Your objective | Every entry should be repeated exactly. Omit the pictures.

Excerpted records |
---------------

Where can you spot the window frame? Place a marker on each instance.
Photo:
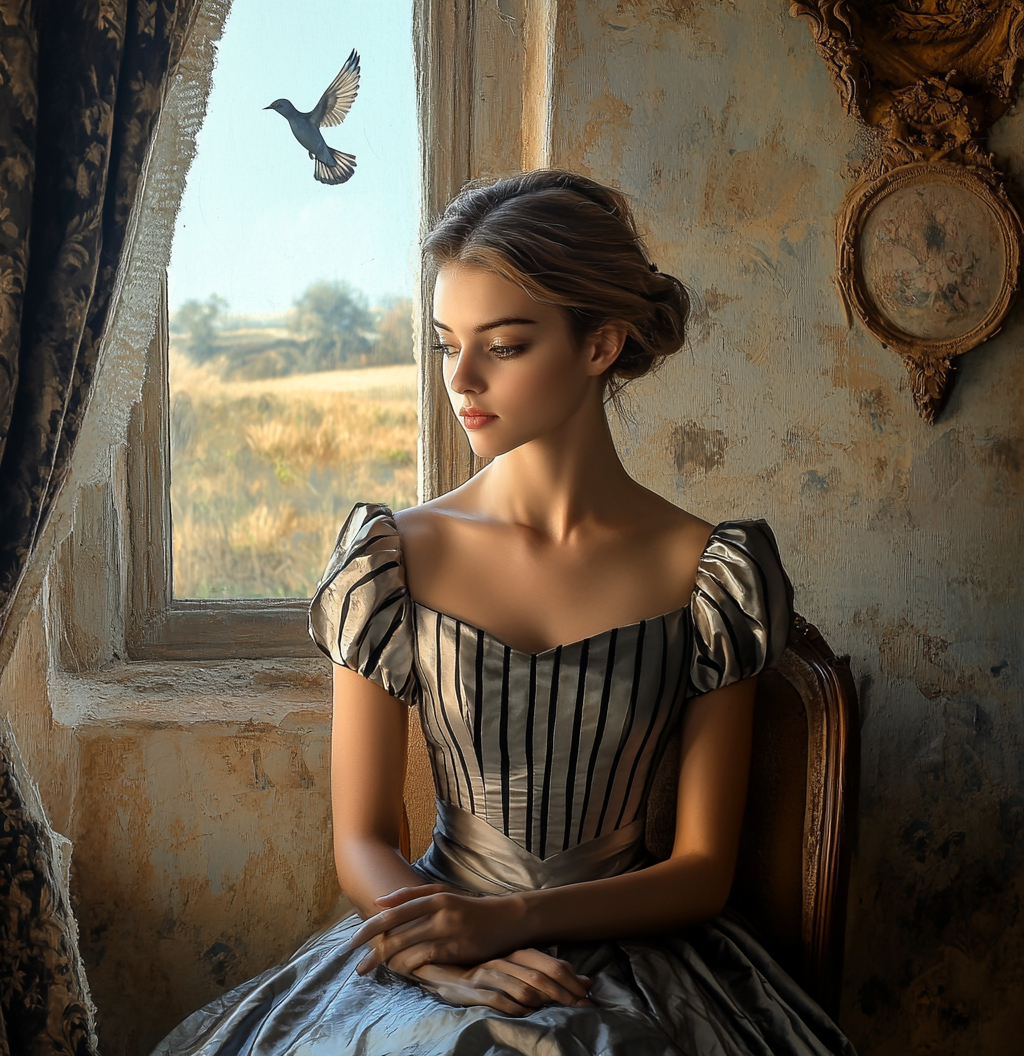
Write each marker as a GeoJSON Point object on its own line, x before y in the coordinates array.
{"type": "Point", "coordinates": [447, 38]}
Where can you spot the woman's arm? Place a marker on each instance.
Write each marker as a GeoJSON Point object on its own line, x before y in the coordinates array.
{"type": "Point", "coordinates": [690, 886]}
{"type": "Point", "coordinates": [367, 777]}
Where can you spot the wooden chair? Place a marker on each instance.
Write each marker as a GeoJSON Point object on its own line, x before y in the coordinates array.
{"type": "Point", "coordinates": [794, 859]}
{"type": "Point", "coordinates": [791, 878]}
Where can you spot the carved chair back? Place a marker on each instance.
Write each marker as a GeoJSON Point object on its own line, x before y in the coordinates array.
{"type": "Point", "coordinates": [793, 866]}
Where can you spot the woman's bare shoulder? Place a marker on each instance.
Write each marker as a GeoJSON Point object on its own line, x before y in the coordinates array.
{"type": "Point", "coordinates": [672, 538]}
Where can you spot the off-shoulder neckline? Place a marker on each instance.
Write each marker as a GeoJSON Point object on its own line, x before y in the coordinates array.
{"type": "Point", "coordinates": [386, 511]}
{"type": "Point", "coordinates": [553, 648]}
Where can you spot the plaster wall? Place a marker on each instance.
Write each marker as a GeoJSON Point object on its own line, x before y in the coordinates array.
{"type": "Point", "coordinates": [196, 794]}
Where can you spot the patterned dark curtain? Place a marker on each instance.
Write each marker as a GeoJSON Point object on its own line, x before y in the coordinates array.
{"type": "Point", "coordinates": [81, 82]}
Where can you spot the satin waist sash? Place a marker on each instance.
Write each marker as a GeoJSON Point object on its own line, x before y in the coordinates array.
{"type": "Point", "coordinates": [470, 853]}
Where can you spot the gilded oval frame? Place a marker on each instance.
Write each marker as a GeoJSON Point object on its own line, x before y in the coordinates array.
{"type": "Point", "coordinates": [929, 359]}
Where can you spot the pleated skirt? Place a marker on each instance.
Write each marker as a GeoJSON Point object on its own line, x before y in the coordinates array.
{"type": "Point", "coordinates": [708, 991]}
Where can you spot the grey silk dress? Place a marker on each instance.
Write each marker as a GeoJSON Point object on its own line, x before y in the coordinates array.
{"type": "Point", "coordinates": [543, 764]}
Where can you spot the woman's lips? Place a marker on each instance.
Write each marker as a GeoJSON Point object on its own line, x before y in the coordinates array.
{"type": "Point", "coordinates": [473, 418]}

---------------

Response to the task |
Where can you spot the window frame? Place a marker on each instance.
Photo:
Write each marker as a GeoJSON Point object on its own line, x before y in the coordinates array.
{"type": "Point", "coordinates": [447, 38]}
Where can you spot the woman's arm? Place a marker on each instance.
Write each marker as a GeoJSON Point object on its own line, x before y in the coordinates array.
{"type": "Point", "coordinates": [690, 886]}
{"type": "Point", "coordinates": [367, 777]}
Where can you spot the wooden chair? Place a marker on each instance.
Write each marker as a GeoJSON Point object on its own line, x before y in the coordinates array.
{"type": "Point", "coordinates": [794, 859]}
{"type": "Point", "coordinates": [791, 878]}
Where can you spot the carved chair back? Place a marker on each instance.
Write each marker as a GeoJSON Point object on its own line, x before y in the coordinates array.
{"type": "Point", "coordinates": [793, 866]}
Where can you spot the woman's bare shoulder? Place a marker on each instance.
Write each marker as a GeoJSON Point object on its own line, x before y in the coordinates array.
{"type": "Point", "coordinates": [672, 538]}
Where can you spot the off-shoulder neckline? Place a marker on each instance.
Write each marker as a GeoJSON Point object on its own line, x before y in the coordinates array.
{"type": "Point", "coordinates": [386, 511]}
{"type": "Point", "coordinates": [553, 648]}
Where can you spot the plaster wall? Place a marker on each instance.
Write each marker as a GeoJSON Point object on its own line, x before y in the coordinates array.
{"type": "Point", "coordinates": [196, 794]}
Where can you spot the patterned dark curtain? Place a marker on each instance.
Write each marker as a GeoJSON Point object on its own line, x before y in the coordinates array.
{"type": "Point", "coordinates": [81, 82]}
Where can you spot the satin waist sash? Place a marker on each instance.
Write each marker as a GeoJSON Point object on its own line, x before y in the coordinates array.
{"type": "Point", "coordinates": [470, 853]}
Where can you spot the gilded oval frame? Place a marker on each instance.
Write each marker as a GeoJSON Point object on its own line, x before y in the coordinates array.
{"type": "Point", "coordinates": [929, 359]}
Where can you spot the pleated skirt? Place a marker on each instance.
Write each marker as a GeoJSON Point object on its own line, x before y in the coordinates array.
{"type": "Point", "coordinates": [708, 991]}
Where can you spot the grey silk dress? Place a marker on each instance.
Write each marker as a GeoJSON Point object on its own line, x before y in the coordinates array.
{"type": "Point", "coordinates": [543, 764]}
Where can you spot the woman's lips? Place a marker on each instance.
Write each marker as a GeoJSON Point object on its own line, x before y in the coordinates array.
{"type": "Point", "coordinates": [473, 418]}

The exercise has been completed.